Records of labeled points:
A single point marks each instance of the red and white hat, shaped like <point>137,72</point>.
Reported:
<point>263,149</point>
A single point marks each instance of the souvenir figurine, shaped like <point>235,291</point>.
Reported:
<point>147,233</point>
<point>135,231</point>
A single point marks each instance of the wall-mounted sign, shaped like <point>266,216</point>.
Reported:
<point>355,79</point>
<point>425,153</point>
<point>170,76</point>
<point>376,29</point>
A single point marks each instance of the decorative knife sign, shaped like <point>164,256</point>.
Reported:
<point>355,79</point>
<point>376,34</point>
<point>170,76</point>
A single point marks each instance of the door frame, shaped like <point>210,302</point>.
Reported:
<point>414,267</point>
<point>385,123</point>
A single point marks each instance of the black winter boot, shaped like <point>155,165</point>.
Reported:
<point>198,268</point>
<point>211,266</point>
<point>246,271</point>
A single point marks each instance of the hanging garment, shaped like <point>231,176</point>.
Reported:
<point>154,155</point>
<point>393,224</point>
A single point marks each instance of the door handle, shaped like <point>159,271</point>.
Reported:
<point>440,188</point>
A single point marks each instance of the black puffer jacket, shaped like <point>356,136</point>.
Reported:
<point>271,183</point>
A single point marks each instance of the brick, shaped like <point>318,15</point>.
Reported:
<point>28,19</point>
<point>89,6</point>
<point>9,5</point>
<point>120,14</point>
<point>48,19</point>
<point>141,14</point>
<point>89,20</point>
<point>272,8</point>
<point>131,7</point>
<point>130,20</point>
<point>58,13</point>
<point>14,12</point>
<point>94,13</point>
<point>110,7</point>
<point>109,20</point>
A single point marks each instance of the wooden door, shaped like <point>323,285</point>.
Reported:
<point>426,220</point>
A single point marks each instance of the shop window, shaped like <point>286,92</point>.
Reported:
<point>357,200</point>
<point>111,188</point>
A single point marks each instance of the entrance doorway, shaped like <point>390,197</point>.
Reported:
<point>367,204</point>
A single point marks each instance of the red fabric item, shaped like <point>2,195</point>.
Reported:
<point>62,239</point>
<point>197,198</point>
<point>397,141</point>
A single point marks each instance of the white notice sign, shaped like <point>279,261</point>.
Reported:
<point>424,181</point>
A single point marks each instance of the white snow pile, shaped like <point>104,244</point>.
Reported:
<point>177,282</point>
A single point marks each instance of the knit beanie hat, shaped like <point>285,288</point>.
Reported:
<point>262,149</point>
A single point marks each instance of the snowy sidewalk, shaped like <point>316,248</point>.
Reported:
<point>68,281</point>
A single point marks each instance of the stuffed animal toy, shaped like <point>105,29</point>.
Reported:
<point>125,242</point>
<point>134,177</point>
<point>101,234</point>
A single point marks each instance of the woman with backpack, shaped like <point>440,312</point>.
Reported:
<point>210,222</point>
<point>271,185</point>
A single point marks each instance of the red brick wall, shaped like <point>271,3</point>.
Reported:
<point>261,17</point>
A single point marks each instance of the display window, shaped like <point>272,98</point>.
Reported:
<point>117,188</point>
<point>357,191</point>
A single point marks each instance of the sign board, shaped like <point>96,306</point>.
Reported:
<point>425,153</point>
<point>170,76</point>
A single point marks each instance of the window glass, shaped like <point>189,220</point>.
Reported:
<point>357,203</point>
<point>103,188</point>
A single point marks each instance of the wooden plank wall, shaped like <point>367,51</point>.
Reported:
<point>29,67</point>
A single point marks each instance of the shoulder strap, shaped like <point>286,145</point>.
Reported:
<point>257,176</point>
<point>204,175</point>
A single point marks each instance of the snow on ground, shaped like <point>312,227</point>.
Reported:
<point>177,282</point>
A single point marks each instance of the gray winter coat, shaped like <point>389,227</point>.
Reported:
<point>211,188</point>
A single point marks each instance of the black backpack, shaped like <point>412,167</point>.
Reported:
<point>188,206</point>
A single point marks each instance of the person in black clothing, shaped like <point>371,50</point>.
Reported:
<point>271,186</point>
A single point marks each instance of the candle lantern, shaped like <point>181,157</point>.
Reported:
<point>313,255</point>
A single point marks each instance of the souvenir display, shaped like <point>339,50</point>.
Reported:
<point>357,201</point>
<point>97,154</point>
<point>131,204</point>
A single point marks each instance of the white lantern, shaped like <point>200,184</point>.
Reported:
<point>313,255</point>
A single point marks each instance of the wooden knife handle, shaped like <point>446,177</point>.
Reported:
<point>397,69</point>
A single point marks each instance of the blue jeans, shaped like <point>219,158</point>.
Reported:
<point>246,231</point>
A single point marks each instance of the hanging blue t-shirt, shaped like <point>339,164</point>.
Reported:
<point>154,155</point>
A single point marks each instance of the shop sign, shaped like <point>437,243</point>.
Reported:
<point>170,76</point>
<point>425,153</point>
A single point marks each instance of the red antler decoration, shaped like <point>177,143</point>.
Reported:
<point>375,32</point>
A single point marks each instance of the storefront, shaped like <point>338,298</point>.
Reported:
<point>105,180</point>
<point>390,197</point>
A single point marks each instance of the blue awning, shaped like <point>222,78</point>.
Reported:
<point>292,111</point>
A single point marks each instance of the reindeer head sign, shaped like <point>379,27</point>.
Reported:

**Objective**
Copy the listing from the line containing "A single point marks each instance of the white lantern, shaped" down through the line containing "<point>375,32</point>", substituting "occurrence" for every "instance" and leaving everything else unchanged.

**Response**
A single point marks each occurrence of the white lantern, shaped like <point>200,184</point>.
Reported:
<point>313,255</point>
A single point marks each occurrence of the wooden knife handle, shaped like <point>446,177</point>.
Reported:
<point>397,69</point>
A single point marks each occurrence of the blue jeans, shaped like <point>219,158</point>.
Reported:
<point>246,231</point>
A single point marks each occurrence of the hanging blue t-shirt, shaped like <point>339,164</point>.
Reported:
<point>154,155</point>
A single point marks each occurrence of the shop sign, shaped like <point>437,243</point>.
Reported:
<point>170,76</point>
<point>425,153</point>
A single point marks each occurrence of the red antler decoration, shaped like <point>177,143</point>.
Reported:
<point>375,32</point>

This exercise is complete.